» INPUT FOR THIS TASK
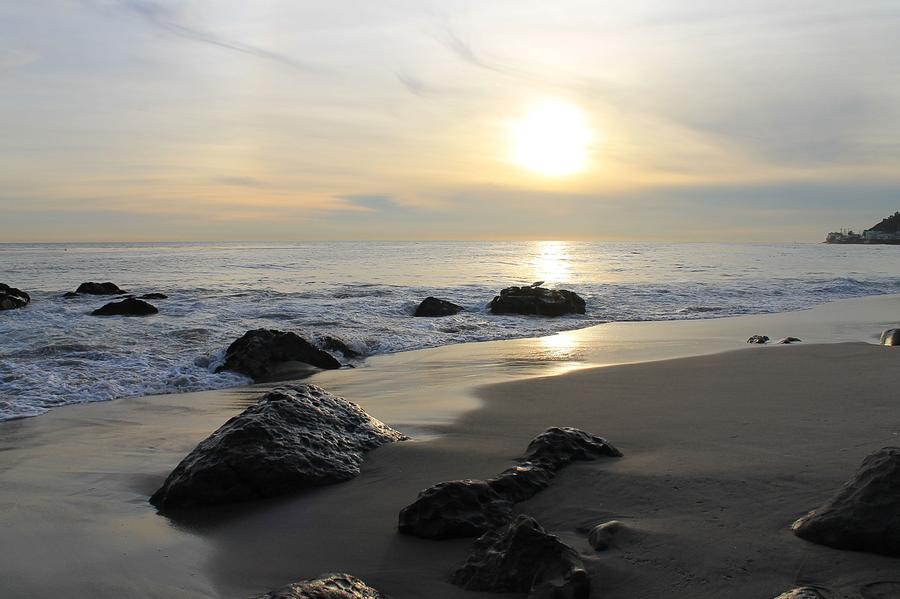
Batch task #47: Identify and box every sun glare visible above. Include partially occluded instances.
[512,100,593,177]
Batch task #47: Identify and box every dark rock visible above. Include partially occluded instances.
[775,587,825,599]
[75,281,125,295]
[0,283,31,310]
[452,516,590,599]
[317,335,361,360]
[792,447,900,556]
[150,385,406,509]
[880,329,900,346]
[491,286,585,316]
[398,427,622,539]
[91,297,159,316]
[415,297,463,316]
[216,329,341,383]
[250,574,387,599]
[398,480,512,539]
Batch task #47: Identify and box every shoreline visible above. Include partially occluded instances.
[0,296,900,599]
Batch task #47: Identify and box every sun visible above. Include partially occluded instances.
[511,100,593,177]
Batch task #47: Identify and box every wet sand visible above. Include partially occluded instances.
[0,296,900,599]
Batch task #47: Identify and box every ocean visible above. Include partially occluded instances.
[0,241,900,420]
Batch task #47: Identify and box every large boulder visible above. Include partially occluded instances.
[0,283,31,310]
[398,427,622,539]
[250,573,388,599]
[216,329,341,383]
[491,285,585,316]
[75,281,125,295]
[881,329,900,345]
[792,447,900,556]
[452,515,591,599]
[414,297,463,316]
[150,385,406,509]
[91,297,159,316]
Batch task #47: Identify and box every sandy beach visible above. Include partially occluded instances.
[0,296,900,599]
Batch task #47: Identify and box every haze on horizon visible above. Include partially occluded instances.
[0,0,900,241]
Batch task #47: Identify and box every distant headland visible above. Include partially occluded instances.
[825,212,900,245]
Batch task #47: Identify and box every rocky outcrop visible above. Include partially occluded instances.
[216,329,341,383]
[150,385,405,509]
[75,281,125,295]
[490,286,585,316]
[250,573,388,599]
[792,447,900,556]
[398,427,622,539]
[0,283,31,310]
[452,516,591,599]
[414,297,463,316]
[880,329,900,346]
[91,297,159,316]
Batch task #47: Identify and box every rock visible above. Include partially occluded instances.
[792,447,900,556]
[250,573,388,599]
[216,329,341,383]
[452,516,590,599]
[490,286,585,316]
[398,427,622,539]
[0,283,31,310]
[414,297,463,316]
[75,281,125,295]
[775,587,825,599]
[318,335,361,360]
[588,520,627,551]
[91,297,159,316]
[880,329,900,346]
[150,385,406,510]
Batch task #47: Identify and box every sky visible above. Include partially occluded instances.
[0,0,900,242]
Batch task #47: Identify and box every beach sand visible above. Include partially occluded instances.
[0,296,900,599]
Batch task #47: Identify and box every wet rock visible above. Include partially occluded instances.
[792,447,900,556]
[398,427,622,539]
[250,573,388,599]
[490,286,585,316]
[414,297,463,316]
[775,587,825,599]
[216,329,341,383]
[91,297,159,316]
[75,281,125,295]
[880,329,900,346]
[0,283,31,310]
[150,385,406,510]
[452,516,590,599]
[398,480,512,539]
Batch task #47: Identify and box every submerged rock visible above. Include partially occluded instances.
[792,447,900,556]
[414,297,463,316]
[452,516,591,599]
[880,329,900,346]
[250,573,388,599]
[216,329,341,383]
[150,385,406,509]
[91,297,159,316]
[75,281,125,295]
[490,286,585,316]
[0,283,31,310]
[398,427,622,539]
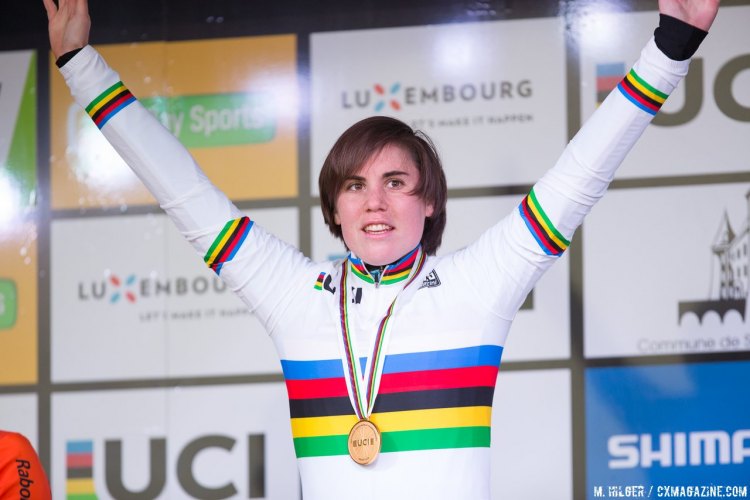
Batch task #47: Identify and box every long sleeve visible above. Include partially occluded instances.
[60,46,314,332]
[454,38,689,319]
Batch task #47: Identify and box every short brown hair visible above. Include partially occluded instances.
[318,116,448,255]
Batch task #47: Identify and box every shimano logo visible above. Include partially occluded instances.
[607,429,750,469]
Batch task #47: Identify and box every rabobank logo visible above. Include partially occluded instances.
[373,82,401,113]
[586,362,750,496]
[65,434,266,500]
[0,278,18,330]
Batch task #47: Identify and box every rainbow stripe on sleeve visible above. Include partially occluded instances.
[86,82,135,129]
[281,345,502,458]
[315,273,326,290]
[203,216,253,274]
[617,69,669,115]
[518,188,570,257]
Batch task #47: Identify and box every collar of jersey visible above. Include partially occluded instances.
[349,245,420,285]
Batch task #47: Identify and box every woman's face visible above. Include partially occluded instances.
[334,145,433,266]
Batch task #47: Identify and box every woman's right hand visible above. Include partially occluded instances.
[42,0,91,57]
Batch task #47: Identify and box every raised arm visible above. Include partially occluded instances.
[458,0,719,319]
[43,0,91,58]
[43,0,316,331]
[659,0,719,31]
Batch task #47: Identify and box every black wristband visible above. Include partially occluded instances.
[654,14,708,61]
[55,47,83,68]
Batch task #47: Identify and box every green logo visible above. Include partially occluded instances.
[0,279,18,330]
[140,92,277,148]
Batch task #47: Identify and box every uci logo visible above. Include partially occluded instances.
[65,434,266,499]
[653,54,750,127]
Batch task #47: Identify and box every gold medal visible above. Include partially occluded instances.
[348,420,380,465]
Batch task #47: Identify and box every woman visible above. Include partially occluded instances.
[44,0,718,499]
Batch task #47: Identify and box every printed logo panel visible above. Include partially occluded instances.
[51,209,297,381]
[311,196,570,362]
[311,19,566,193]
[580,6,750,178]
[50,35,298,209]
[49,383,299,499]
[583,184,750,357]
[586,362,750,498]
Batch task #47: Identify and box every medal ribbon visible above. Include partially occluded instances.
[339,248,426,420]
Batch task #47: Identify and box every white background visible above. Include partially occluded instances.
[583,184,750,357]
[310,18,566,193]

» DIRECTIVE
Scale everything from the line containing "Batch task #47: Identify and box every wet rock" down to the line containing "[42,0,91,57]" by writing those lines out again with the items unchanged and every bounding-box coordinate in the answers multiplied by 0.8 and rounded to a whole number, halves rounded up. Leave the pictures out of your answer.

» OUTPUT
Batch task #47: Identify and box every wet rock visible above. Include partially occluded instances.
[634,358,720,445]
[318,342,498,431]
[200,458,310,479]
[392,229,468,253]
[331,238,370,253]
[620,470,660,479]
[173,263,273,306]
[73,238,127,253]
[60,225,100,236]
[704,263,720,277]
[0,226,25,248]
[120,308,325,408]
[362,413,472,479]
[318,384,410,431]
Batch task #47: Identify and box every submerged rock visible above. Include partially occluded instances.
[634,358,720,445]
[331,238,370,253]
[362,413,473,479]
[704,263,720,277]
[200,458,310,479]
[173,263,273,306]
[120,308,325,407]
[73,238,127,253]
[60,225,100,236]
[392,229,468,253]
[0,226,25,248]
[318,342,498,431]
Batch task #47: Identify and box every long sleeve visible above. Include partially occluded instances.
[48,37,251,266]
[363,30,551,255]
Batch task #47: Identify and box every short brown hair visible above. Include partially occluded instances.
[254,93,358,204]
Batch task #47: Identify and box every shimano logo visible above. Include partially occluded instances.
[486,343,600,375]
Batch task #47: Identify and box every rabobank logo visible above. Include partially occluded instances.
[298,66,321,90]
[469,290,600,397]
[52,347,213,400]
[0,222,14,264]
Batch task #47: Identify and box every rainbow stripe on sleeve visible above. Include partially occluded instances.
[69,66,108,103]
[225,276,402,366]
[252,218,261,232]
[162,173,202,219]
[494,55,535,92]
[414,150,456,206]
Batch task #47: Identify and box every collar of jersey visible above. Include partially occluded instances.
[279,196,336,228]
Batch task #47: Identify and box every woman's face visible above. Include partially occluded instances.
[267,116,346,213]
Batch task #47: Identify and box every woman's right hand visible above. Include partially occluded instances.
[34,0,73,46]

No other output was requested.